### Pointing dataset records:
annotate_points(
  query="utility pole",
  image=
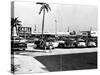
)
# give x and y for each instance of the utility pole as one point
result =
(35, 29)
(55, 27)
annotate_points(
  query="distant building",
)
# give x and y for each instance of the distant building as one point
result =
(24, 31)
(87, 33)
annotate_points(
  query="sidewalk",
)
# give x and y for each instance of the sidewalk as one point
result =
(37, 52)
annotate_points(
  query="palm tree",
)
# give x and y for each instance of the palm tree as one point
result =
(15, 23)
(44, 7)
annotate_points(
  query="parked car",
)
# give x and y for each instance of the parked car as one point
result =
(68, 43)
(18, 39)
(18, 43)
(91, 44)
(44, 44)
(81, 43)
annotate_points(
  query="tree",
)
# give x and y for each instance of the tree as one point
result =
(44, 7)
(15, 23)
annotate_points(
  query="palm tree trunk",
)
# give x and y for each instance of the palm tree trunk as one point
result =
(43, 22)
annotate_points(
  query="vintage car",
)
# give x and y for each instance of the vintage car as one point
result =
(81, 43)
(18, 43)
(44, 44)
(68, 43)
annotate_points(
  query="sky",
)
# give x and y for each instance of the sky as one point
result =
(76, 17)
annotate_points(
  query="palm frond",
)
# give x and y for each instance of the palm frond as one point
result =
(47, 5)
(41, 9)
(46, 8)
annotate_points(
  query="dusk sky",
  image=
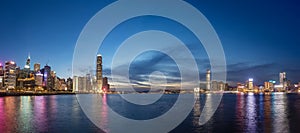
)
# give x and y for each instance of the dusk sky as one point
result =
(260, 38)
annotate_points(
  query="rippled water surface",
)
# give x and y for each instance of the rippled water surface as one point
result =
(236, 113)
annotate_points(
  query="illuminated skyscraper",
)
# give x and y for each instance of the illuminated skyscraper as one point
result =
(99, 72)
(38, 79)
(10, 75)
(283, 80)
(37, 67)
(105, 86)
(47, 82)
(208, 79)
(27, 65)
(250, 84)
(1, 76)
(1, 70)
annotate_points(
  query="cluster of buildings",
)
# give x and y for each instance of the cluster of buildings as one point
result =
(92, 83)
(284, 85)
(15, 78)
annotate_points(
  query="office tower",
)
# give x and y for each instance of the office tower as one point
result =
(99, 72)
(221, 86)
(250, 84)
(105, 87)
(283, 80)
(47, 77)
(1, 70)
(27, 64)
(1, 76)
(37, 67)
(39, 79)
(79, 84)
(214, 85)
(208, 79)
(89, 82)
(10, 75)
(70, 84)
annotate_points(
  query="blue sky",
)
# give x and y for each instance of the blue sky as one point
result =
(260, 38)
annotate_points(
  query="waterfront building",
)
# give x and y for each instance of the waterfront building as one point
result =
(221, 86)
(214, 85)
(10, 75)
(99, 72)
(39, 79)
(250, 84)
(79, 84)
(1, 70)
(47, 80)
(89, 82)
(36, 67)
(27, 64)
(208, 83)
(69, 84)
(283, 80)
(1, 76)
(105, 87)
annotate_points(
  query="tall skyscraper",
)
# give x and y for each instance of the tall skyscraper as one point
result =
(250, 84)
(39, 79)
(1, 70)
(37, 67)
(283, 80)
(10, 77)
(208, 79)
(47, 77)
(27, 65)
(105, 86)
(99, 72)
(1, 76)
...
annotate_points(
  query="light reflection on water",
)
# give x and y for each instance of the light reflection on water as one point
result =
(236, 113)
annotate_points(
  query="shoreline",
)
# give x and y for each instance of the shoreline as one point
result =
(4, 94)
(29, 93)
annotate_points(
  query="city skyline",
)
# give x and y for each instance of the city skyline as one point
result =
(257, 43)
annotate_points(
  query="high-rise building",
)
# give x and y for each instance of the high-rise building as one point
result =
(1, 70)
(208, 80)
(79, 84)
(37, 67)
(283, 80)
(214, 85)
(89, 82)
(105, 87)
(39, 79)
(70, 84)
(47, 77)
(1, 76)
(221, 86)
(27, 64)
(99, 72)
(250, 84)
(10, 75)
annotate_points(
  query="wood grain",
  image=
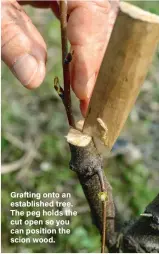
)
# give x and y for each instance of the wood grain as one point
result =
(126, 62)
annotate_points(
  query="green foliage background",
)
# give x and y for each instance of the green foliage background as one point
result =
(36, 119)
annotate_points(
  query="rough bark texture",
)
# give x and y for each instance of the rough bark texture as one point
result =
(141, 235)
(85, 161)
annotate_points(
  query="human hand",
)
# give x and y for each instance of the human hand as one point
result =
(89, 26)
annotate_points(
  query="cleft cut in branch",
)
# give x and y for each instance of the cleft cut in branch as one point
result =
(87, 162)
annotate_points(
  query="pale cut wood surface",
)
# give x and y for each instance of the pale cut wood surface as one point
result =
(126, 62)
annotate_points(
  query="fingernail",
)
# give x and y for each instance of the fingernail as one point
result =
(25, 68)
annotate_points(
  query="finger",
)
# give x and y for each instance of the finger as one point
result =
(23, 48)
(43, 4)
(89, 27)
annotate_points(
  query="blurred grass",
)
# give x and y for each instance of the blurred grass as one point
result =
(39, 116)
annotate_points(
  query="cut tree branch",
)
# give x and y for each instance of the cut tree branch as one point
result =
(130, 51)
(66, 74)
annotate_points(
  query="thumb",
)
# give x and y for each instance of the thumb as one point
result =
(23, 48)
--
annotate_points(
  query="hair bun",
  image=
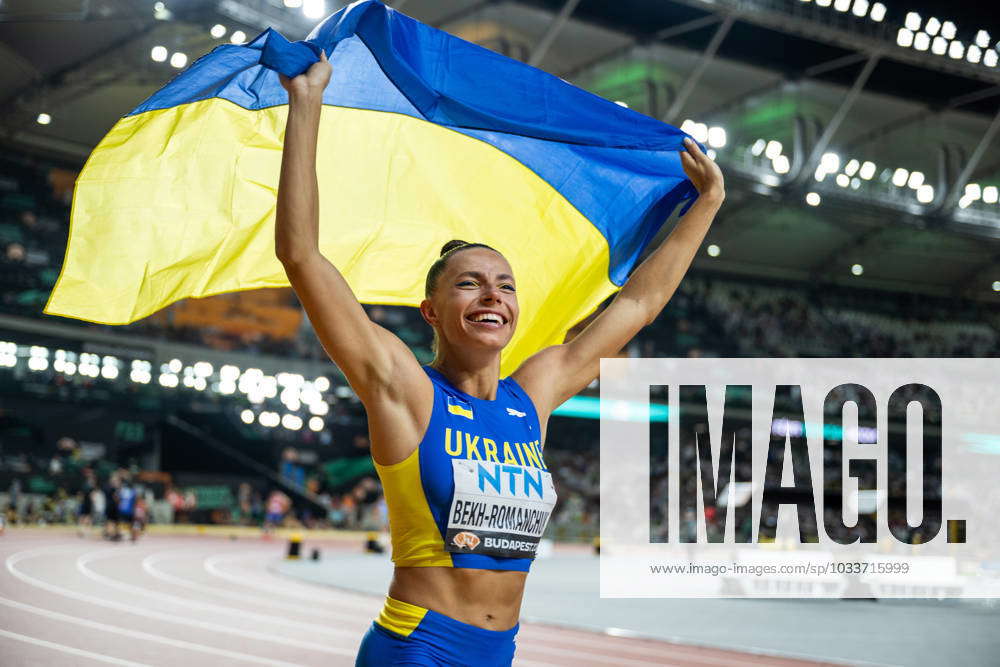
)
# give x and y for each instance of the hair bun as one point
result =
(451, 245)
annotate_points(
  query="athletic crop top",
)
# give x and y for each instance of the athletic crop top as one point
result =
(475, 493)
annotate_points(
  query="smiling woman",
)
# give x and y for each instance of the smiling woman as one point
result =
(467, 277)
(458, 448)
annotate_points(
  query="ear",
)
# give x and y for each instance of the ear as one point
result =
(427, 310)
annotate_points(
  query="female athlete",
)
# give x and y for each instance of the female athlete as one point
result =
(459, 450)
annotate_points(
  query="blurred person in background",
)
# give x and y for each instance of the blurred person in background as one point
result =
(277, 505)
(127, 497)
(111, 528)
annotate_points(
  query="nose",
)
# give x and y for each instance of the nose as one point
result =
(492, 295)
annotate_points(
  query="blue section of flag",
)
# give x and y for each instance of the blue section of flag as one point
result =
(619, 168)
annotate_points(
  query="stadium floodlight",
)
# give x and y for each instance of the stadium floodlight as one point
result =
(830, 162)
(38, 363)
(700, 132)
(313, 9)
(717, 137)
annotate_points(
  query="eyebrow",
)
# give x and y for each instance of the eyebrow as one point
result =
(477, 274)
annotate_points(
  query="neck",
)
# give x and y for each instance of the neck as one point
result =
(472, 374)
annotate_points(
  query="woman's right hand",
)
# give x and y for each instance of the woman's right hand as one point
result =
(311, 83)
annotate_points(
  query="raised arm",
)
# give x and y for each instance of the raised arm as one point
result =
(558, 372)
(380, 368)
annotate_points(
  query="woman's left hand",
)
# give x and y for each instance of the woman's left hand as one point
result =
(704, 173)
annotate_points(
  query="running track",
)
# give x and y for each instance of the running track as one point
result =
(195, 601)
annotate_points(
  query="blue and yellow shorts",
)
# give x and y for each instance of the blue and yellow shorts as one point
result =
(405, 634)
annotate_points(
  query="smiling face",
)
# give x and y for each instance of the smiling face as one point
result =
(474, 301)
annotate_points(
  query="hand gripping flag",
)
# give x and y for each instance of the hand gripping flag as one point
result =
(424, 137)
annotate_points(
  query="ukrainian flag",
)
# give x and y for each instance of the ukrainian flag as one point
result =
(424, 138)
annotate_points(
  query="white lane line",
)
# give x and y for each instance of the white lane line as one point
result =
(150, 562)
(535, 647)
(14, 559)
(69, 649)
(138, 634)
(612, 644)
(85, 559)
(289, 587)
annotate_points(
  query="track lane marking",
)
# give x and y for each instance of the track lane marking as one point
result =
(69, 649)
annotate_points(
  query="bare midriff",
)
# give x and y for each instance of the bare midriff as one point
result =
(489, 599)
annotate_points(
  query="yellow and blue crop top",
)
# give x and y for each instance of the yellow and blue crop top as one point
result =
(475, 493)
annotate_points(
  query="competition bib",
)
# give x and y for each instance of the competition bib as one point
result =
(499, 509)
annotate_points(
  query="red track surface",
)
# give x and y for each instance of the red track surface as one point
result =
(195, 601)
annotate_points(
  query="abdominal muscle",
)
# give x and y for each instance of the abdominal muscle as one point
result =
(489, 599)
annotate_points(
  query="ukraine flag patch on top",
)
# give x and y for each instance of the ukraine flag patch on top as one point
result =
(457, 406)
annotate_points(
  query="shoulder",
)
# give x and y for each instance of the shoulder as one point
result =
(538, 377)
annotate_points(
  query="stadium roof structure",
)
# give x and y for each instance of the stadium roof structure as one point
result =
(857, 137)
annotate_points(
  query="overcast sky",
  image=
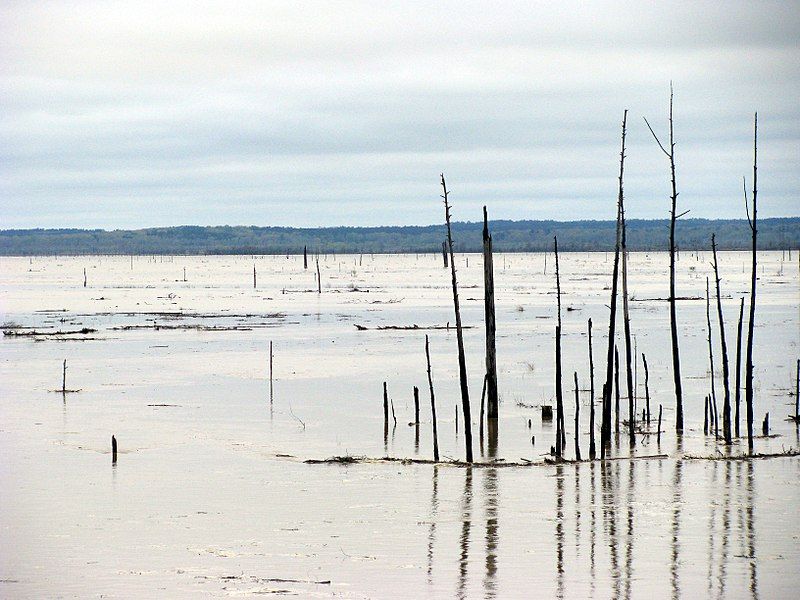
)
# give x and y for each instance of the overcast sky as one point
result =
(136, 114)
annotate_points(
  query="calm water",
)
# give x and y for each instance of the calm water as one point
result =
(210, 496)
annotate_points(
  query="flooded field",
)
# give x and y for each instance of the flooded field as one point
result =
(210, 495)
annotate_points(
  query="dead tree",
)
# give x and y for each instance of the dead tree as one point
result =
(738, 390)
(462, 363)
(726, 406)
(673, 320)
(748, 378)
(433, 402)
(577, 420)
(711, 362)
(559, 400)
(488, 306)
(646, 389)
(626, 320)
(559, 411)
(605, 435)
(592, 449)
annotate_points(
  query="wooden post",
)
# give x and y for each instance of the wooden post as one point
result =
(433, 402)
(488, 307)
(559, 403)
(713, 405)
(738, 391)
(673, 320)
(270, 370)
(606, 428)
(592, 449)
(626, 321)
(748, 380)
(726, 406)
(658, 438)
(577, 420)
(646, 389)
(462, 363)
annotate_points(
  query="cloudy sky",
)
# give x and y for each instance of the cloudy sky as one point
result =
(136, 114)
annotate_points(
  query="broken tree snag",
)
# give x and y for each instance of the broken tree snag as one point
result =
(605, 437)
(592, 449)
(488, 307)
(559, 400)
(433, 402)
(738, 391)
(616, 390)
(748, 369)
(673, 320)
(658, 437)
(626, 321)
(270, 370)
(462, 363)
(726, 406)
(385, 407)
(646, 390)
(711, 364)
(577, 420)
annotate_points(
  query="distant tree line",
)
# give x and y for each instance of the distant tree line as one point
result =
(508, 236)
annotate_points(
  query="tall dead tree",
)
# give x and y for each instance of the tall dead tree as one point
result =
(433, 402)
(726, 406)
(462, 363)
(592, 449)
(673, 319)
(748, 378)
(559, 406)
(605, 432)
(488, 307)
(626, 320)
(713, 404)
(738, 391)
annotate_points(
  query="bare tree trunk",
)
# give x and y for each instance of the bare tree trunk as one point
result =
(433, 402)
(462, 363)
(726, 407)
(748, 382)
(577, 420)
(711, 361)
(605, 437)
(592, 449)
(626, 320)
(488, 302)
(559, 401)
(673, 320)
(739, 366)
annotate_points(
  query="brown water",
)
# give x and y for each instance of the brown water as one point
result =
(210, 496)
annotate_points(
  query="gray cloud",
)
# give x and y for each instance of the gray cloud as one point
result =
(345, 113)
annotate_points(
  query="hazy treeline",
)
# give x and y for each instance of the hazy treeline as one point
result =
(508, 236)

### What the task requires:
How many lines in the rows above contain the string "human"? Reply with the number alone.

### The output:
2